> **TASK DETAILS**
Leaving pictures aside, set down each line exactly, from the first line of the data to the line with "Target: black background", both included.

> **DATASET RECORDS**
....

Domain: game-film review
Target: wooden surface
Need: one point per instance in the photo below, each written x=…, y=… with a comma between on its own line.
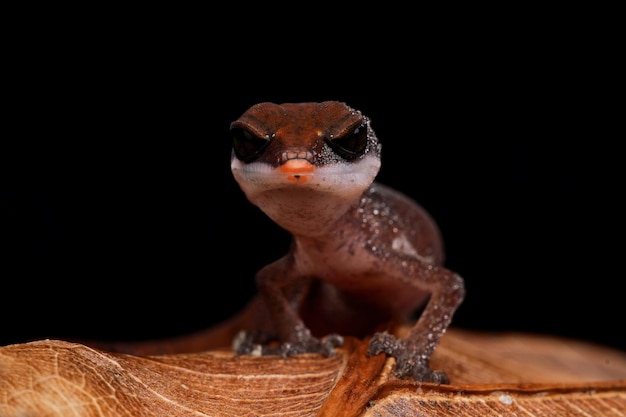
x=491, y=374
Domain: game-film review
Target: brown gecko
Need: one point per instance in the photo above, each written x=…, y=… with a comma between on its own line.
x=363, y=255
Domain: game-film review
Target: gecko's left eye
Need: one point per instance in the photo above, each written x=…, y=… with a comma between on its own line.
x=351, y=145
x=247, y=146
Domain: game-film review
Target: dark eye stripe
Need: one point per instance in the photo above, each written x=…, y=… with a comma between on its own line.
x=351, y=145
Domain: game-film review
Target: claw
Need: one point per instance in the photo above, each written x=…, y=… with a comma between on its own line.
x=409, y=363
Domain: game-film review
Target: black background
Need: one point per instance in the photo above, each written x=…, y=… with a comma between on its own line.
x=121, y=219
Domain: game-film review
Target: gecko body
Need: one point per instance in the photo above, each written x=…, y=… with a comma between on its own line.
x=363, y=256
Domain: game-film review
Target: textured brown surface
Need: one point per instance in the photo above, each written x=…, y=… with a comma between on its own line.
x=496, y=375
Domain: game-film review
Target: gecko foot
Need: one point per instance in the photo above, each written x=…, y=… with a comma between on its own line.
x=409, y=362
x=260, y=344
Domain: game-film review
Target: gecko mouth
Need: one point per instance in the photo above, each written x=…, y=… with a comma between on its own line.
x=297, y=170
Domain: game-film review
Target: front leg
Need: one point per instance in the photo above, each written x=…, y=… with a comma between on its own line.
x=282, y=290
x=413, y=352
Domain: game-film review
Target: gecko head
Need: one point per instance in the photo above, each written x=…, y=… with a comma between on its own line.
x=300, y=158
x=324, y=146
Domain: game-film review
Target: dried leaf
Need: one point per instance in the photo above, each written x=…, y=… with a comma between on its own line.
x=491, y=374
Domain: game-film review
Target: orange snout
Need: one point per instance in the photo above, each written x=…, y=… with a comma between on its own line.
x=297, y=169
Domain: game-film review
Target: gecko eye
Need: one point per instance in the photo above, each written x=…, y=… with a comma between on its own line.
x=351, y=145
x=247, y=146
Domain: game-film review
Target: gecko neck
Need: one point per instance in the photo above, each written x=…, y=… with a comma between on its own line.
x=312, y=205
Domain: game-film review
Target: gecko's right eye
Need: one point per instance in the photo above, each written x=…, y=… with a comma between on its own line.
x=246, y=145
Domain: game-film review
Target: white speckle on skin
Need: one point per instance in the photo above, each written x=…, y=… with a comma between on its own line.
x=401, y=244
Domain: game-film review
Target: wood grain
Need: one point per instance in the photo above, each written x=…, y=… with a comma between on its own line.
x=491, y=374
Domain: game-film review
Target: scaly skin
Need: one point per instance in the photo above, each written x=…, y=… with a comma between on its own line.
x=363, y=256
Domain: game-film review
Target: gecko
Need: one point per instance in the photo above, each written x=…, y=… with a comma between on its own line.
x=363, y=256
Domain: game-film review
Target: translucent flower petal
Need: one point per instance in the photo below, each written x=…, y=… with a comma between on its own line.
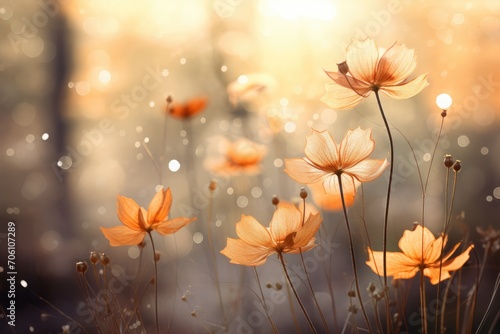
x=123, y=236
x=407, y=89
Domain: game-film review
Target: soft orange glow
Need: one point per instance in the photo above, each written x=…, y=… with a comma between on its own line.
x=325, y=160
x=242, y=156
x=137, y=221
x=188, y=109
x=364, y=70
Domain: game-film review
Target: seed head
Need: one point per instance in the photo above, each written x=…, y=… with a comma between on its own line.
x=82, y=267
x=104, y=259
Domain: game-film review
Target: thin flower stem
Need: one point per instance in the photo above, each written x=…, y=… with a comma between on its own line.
x=386, y=214
x=214, y=261
x=309, y=321
x=377, y=317
x=156, y=283
x=275, y=330
x=423, y=308
x=442, y=245
x=353, y=257
x=424, y=192
x=322, y=316
x=176, y=274
x=155, y=163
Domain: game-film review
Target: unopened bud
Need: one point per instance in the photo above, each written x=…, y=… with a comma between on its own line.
x=82, y=267
x=94, y=258
x=275, y=200
x=104, y=259
x=448, y=161
x=343, y=68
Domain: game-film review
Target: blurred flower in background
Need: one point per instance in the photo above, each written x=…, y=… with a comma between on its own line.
x=83, y=98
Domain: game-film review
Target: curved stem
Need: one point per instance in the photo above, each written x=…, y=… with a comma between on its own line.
x=275, y=330
x=423, y=308
x=323, y=319
x=156, y=283
x=214, y=260
x=309, y=321
x=386, y=214
x=353, y=257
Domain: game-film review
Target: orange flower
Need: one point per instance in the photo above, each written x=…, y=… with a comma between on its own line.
x=365, y=70
x=330, y=202
x=408, y=263
x=325, y=160
x=251, y=90
x=189, y=109
x=286, y=234
x=242, y=156
x=137, y=221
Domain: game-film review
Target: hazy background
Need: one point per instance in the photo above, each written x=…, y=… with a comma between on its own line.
x=83, y=86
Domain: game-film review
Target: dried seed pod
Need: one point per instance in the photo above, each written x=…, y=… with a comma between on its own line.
x=82, y=267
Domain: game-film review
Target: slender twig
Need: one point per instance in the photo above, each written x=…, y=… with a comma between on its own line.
x=353, y=257
x=386, y=214
x=322, y=316
x=309, y=321
x=156, y=283
x=275, y=329
x=424, y=193
x=153, y=160
x=423, y=307
x=214, y=260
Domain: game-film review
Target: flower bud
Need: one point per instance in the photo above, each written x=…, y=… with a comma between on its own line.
x=104, y=259
x=82, y=267
x=448, y=161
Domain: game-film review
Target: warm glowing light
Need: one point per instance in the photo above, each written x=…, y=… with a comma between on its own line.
x=174, y=165
x=242, y=79
x=443, y=101
x=292, y=10
x=104, y=76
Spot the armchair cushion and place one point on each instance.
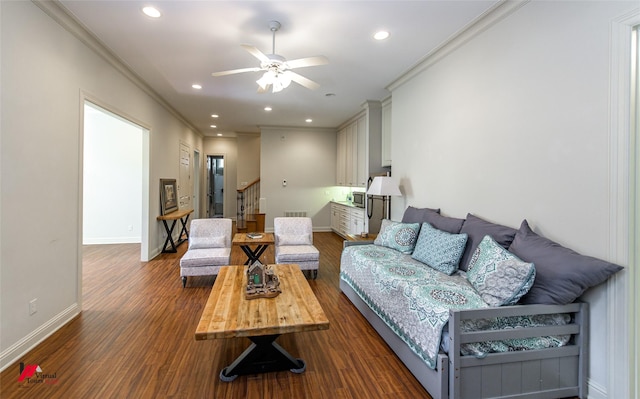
(294, 239)
(207, 242)
(296, 253)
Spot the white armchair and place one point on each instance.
(294, 243)
(209, 248)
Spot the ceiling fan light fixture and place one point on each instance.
(151, 12)
(277, 80)
(381, 35)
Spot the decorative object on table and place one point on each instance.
(168, 196)
(384, 186)
(262, 282)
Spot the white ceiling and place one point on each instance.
(192, 39)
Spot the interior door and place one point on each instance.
(185, 185)
(215, 186)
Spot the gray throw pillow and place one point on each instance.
(417, 215)
(476, 229)
(562, 275)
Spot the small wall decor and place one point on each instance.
(168, 196)
(262, 282)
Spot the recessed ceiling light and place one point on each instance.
(151, 12)
(381, 35)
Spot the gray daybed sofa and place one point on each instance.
(476, 317)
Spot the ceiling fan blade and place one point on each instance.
(306, 62)
(255, 52)
(301, 80)
(231, 72)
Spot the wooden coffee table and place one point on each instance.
(228, 314)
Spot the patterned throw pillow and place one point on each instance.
(438, 249)
(500, 277)
(399, 236)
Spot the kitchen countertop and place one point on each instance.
(346, 203)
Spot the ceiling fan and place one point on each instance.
(277, 70)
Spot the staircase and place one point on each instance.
(248, 217)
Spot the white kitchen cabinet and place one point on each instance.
(335, 217)
(357, 221)
(359, 147)
(346, 219)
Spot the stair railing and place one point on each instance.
(248, 199)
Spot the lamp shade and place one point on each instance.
(384, 185)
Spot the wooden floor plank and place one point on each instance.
(135, 338)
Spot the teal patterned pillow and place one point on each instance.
(438, 249)
(398, 236)
(499, 276)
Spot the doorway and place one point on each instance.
(215, 186)
(115, 175)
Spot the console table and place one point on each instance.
(183, 216)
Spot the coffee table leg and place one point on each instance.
(264, 355)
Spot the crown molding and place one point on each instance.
(484, 21)
(58, 13)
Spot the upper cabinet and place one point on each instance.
(359, 147)
(386, 132)
(351, 155)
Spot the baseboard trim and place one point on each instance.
(595, 390)
(22, 347)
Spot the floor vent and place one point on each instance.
(297, 214)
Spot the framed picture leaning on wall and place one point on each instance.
(168, 196)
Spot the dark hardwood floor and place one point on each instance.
(135, 339)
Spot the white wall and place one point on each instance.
(112, 171)
(248, 159)
(306, 159)
(513, 124)
(46, 74)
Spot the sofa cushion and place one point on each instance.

....

> **ANSWER TO THE EXERCISE**
Domain: game-film review
Target: wooden surface
Need: one point per instance in the photo below, each written x=…, y=… with a comma between on its own line.
x=491, y=374
Domain: game-film review
Target: brown gecko
Need: one point per instance in the photo above, each written x=…, y=… with a comma between on its own line.
x=363, y=255
Domain: game-film review
Target: gecko's left eye
Need: one point per instance in the photo above, each written x=…, y=… with a comma between on its own line.
x=351, y=145
x=247, y=146
Domain: game-film review
Target: dark eye stripe
Need: one point per instance in the photo above, each written x=…, y=… with a comma between on its own line.
x=351, y=145
Domain: game-film review
Target: claw
Need: one point per instance in the photo above, each written x=…, y=… with a comma between on its own line.
x=409, y=363
Domain: game-film review
Target: black background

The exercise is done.